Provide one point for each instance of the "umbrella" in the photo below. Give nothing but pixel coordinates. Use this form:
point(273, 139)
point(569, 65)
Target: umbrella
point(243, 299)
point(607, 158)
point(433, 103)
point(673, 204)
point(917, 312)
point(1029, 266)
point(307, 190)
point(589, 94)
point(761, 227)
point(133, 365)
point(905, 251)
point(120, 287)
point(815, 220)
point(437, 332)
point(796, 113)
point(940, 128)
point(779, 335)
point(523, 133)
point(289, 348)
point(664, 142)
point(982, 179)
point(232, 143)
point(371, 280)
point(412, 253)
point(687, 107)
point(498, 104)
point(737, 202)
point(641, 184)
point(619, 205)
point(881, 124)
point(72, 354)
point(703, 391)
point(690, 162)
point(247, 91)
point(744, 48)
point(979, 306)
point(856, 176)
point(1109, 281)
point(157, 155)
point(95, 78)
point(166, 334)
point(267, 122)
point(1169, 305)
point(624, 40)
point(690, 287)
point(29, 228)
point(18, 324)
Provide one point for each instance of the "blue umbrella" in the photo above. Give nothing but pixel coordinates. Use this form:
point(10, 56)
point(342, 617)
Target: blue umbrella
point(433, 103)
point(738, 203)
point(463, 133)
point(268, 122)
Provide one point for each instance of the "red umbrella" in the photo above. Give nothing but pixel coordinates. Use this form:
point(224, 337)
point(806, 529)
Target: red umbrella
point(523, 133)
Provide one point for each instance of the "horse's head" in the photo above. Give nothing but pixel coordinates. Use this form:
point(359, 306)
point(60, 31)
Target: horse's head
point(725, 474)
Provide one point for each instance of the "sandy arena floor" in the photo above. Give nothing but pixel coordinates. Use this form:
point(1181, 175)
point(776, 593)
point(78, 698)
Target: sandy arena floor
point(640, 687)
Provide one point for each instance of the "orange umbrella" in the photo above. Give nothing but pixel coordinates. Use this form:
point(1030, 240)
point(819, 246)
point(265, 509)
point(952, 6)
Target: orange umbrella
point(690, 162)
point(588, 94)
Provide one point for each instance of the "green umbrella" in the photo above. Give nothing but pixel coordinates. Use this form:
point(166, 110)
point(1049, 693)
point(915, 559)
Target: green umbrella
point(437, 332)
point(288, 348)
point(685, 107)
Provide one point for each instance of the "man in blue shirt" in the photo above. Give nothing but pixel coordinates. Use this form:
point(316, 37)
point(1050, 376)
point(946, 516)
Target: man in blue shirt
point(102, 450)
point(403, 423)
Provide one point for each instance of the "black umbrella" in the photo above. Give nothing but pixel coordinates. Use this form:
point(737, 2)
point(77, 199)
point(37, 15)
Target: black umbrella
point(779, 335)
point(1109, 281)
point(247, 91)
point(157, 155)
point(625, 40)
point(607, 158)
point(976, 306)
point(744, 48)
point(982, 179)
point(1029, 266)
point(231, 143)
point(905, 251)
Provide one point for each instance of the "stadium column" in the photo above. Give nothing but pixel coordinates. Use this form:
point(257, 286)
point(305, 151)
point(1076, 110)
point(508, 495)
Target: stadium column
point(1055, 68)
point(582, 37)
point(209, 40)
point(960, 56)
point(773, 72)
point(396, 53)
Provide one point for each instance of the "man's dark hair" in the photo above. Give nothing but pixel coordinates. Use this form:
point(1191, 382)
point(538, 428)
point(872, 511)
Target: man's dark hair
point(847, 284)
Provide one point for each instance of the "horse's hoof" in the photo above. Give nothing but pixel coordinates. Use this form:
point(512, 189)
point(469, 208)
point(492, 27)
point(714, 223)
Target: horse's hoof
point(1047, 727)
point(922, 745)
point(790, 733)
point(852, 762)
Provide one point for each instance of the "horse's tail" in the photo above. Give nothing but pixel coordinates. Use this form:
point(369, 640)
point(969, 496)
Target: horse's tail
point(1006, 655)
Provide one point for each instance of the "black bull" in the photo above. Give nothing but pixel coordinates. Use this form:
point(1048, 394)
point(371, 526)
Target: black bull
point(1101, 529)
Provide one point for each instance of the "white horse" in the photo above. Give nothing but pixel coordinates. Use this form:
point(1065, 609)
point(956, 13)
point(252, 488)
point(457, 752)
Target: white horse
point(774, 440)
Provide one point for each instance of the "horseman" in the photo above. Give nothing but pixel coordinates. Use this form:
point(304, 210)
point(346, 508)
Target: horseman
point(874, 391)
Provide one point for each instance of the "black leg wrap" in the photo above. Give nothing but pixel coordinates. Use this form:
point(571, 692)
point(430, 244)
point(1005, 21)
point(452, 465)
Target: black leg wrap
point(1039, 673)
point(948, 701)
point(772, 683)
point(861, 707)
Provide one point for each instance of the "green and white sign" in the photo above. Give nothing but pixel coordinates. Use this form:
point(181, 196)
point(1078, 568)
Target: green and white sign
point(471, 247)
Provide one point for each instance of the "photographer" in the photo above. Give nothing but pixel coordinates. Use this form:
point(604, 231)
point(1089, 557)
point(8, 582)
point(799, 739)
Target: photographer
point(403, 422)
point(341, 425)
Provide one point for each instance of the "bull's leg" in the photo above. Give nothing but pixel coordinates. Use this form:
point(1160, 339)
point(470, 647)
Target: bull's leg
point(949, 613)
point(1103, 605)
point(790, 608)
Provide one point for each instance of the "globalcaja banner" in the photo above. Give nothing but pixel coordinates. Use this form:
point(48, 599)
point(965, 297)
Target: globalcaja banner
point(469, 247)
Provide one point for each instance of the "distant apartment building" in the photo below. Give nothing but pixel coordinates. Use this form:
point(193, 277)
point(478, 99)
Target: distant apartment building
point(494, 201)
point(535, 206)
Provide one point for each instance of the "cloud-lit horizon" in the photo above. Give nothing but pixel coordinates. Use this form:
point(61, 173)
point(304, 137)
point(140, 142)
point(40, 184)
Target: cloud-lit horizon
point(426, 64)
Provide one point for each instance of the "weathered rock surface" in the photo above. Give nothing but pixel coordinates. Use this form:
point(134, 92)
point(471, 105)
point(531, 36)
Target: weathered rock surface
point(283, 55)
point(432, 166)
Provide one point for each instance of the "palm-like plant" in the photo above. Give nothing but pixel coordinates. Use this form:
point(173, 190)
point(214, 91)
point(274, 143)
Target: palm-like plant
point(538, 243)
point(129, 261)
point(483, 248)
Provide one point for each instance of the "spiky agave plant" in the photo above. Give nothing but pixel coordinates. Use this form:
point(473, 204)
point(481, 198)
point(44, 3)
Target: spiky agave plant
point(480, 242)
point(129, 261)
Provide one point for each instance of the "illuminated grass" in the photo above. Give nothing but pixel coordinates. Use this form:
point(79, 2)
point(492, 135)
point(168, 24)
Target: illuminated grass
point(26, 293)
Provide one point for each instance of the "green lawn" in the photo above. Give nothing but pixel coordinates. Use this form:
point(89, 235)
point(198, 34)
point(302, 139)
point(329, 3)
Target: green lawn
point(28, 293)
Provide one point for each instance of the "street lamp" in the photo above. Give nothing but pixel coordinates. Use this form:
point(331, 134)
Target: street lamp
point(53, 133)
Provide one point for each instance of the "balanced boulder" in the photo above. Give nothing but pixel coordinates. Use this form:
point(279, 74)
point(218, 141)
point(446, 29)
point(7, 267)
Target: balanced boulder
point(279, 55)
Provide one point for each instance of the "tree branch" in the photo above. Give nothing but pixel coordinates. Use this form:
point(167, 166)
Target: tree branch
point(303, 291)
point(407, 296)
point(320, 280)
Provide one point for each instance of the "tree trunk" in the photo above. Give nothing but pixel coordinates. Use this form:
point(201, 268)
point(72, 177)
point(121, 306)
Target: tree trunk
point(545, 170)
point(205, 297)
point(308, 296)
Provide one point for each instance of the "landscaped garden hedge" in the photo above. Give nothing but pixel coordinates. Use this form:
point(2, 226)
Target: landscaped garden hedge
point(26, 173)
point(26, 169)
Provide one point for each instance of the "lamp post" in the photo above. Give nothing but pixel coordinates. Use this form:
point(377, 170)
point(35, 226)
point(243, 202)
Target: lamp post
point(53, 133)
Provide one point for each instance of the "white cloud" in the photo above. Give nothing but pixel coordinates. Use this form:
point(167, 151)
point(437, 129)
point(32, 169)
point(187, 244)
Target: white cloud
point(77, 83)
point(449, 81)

(What you are asked to do) Which lines of the data above contain the word "lawn"? List each of those lines in full.

(Answer to the problem)
Provide one point for each instance of the "green lawn" in the photo above. Give nothing but pixel coordinates. Use this form:
Target: green lawn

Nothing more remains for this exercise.